──────── EXCERPT TO READ

Fast Five: Jan. 23, 2014

    Each week, NBN Politics recaps the top five news stories from the past week and brings you a look at the week ahead. Welcome to the Fast Five.

    Edward Snowden: Russian spy?

    Mike Rogers, chairman of the House Intelligence Committee, alleged that whistleblower Edward Snowden received assistance from Russia in revealing national security secrets. While a guest on NBC’s Meet the Press on Jan. 19, Rogers said he did not believe “it was a gee-whiz luck event that he ended up in Moscow under the handling of the FSB.” Snowden denied this in a rare interview through encrypted means with New Yorker writer Jane Mayer. The FBI still holds that Snowden did not receive foreign help.

    Syria talks begin

    The second round of talks in Geneva over the conflict in Syria began with tension Wednesday. The United Nations hopes to establish local ceasefires in the conflict, which has displaced millions and left more than 100,000 dead. Bashar al-Assad's government opened with fairly pointed statements aimed at the U.S. and other major participants in the conference. Given that the stated purpose of the talks is to oust Assad and create a new transitional government in Syria, it's hardly surprising that the current regime in Syria isn't interested in playing along. With even Syria's National Reconciliation Minister saying we shouldn't "expect anything from Geneva II," you probably shouldn't expect anything from Geneva II.

    Bob McDonnell indicted

    Former Virginia governor Robert McDonnell and his wife were indicted Tuesday for illegally accepting at least $165,000 in gifts and loans. They allegedly received money, luxury vacations, private plane rides and $100,000 in loans from Jonnie Williams Sr., the former CEO of Star Scientifc, a producer of dietary supplements. Star Scientific may have been pursuing research money and special consideration for its products. McDonnell, a Republican who finished his four-year term on Jan. 11, is the state’s first governor to face criminal charges.

────────────────
──────── EXERCISE DATA

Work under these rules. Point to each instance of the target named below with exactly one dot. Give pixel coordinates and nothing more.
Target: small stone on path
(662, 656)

────────────────
──────── EXERCISE DATA

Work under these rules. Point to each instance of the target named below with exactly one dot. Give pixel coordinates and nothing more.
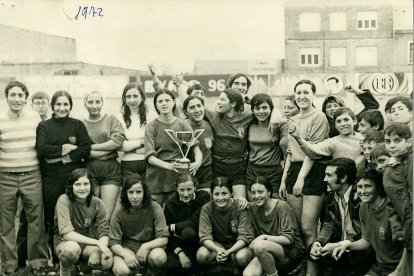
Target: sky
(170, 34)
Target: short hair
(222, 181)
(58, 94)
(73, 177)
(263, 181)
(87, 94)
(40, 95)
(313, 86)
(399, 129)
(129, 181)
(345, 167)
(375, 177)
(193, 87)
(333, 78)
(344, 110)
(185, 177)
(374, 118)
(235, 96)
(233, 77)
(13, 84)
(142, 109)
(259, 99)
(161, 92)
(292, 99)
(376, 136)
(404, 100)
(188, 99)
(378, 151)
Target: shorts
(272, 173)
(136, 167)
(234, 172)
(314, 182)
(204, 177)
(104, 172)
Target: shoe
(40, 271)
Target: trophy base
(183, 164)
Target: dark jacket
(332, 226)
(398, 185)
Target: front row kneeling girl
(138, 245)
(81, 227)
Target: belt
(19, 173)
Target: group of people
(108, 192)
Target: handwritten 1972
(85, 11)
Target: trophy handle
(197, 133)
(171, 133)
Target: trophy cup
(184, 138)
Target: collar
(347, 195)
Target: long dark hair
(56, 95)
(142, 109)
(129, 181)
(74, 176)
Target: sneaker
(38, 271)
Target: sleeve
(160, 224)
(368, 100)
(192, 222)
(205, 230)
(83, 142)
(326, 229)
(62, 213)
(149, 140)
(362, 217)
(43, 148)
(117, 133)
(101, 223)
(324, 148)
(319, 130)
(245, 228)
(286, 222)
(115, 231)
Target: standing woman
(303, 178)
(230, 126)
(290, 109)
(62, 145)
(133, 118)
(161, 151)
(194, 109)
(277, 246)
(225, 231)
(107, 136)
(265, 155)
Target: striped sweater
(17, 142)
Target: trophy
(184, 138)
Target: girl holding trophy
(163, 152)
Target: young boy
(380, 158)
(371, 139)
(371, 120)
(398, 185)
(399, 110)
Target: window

────────────────
──────── EXERCISE DATA

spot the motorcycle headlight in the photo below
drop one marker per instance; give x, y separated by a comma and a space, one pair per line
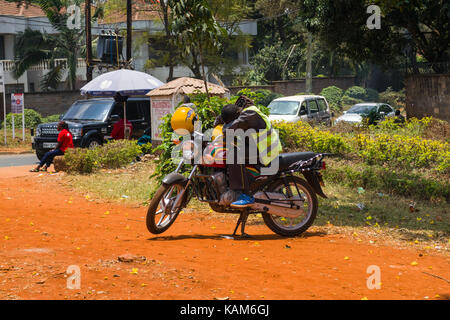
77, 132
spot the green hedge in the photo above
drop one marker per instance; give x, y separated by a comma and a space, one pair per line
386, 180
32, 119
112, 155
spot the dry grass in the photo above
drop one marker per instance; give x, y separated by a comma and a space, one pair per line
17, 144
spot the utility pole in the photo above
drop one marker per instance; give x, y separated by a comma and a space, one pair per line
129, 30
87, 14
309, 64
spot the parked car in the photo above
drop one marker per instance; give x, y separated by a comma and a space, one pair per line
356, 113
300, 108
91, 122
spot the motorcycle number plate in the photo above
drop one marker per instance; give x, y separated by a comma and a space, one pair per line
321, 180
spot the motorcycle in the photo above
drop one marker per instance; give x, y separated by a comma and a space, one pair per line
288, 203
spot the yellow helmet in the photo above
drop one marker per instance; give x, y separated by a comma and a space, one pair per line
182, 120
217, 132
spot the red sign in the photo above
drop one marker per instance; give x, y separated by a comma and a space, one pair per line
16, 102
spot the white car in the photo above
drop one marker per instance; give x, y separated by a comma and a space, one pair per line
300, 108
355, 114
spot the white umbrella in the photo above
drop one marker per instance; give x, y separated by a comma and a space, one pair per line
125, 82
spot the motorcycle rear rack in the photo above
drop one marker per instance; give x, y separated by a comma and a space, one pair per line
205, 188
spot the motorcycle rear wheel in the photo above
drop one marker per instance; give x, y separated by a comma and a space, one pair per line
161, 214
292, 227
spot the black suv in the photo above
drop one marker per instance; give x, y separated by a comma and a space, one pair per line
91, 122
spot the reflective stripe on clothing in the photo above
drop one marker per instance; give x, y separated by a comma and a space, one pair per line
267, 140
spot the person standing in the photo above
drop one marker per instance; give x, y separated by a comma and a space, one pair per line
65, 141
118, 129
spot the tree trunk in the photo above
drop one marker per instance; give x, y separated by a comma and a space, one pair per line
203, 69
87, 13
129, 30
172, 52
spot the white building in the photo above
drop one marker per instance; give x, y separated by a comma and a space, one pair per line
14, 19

────────────────

### TO DO
a – Copy the stretch of the news recap from "Former Virginia governor" through "face criminal charges.", word for word.
b – According to the news recap, how much in gifts and loans were Robert McDonnell and his wife indicted for illegally accepting?
c – Write the next part of the news recap, picking up after its final sentence.
The material comes from a separate source and has no connection to the news recap.

### TASK-BY-TASK RESULTS
a –
Former Virginia governor Robert McDonnell and his wife were indicted Tuesday for illegally accepting at least $165,000 in gifts and loans. They allegedly received money, luxury vacations, private plane rides and $100,000 in loans from Jonnie Williams Sr., the former CEO of Star Scientifc, a producer of dietary supplements. Star Scientific may have been pursuing research money and special consideration for its products. McDonnell, a Republican who finished his four-year term on Jan. 11, is the state’s first governor to face criminal charges.

b – At least $165,000.

c –
    U.S and Iran reach a deal, maybe

    The United States and Iran may have reached a preliminary deal with world powers, but now that deal itself is raising controversy. Under this agreement, Iran will dilute all of its uranium that has been enriched to a fissile concentration of 20 percent in exchange for a reduction in economic sanctions. Uranium enriched to 20 percent is relatively close to the level needed for nuclear weapons. It will also stop building its heavy water reactor and cease uranium enrichment past the five percent level needed for power.

    What exactly that means, however, is apparently up for debate. The White House has portrayed the deal as freezing Iran’s nuclear program, while Iranian officials insist that the White House is portraying the deal inaccurately. This discrepancy could prove to be vital when the deal goes up before Congress, which isn't very fond of Iran.

    Israel prevents terrorist plot

    Israel reported Wednesday that it had diverted an al-Qaida plot to attack the U.S. Embassy in Tel Aviv. Three Palestinians, two from Jerusalem and one from the West Bank, have been arrested. They allegedly planned to carry out a suicide bombing on the embassy. Shin Bet, Israel’s internal security service, described the attack as “advanced.” According to the State Department, the U.S. has not yet verified this.

    Pennsylvania voter ID law overturned

    A Pennsylvania judge overturned a requirement that voters show photo identification at the polls. The law was passed in March 2012, but had not yet been implemented due to contestation. The case could now go to the Supreme Court of Pennsylvania in yet another step in the ongoing debate over voter ID laws. Democratic leaders in Pennsylvania argued that the law was intended to disenfranchise minorities, the elderly and other groups who tend to vote Democratic. The entire law was not ruled unconstitutional. As of Jan. 3, nearly three dozen states had some form of identification law.

    The week ahead: the state of the union is probably "strong"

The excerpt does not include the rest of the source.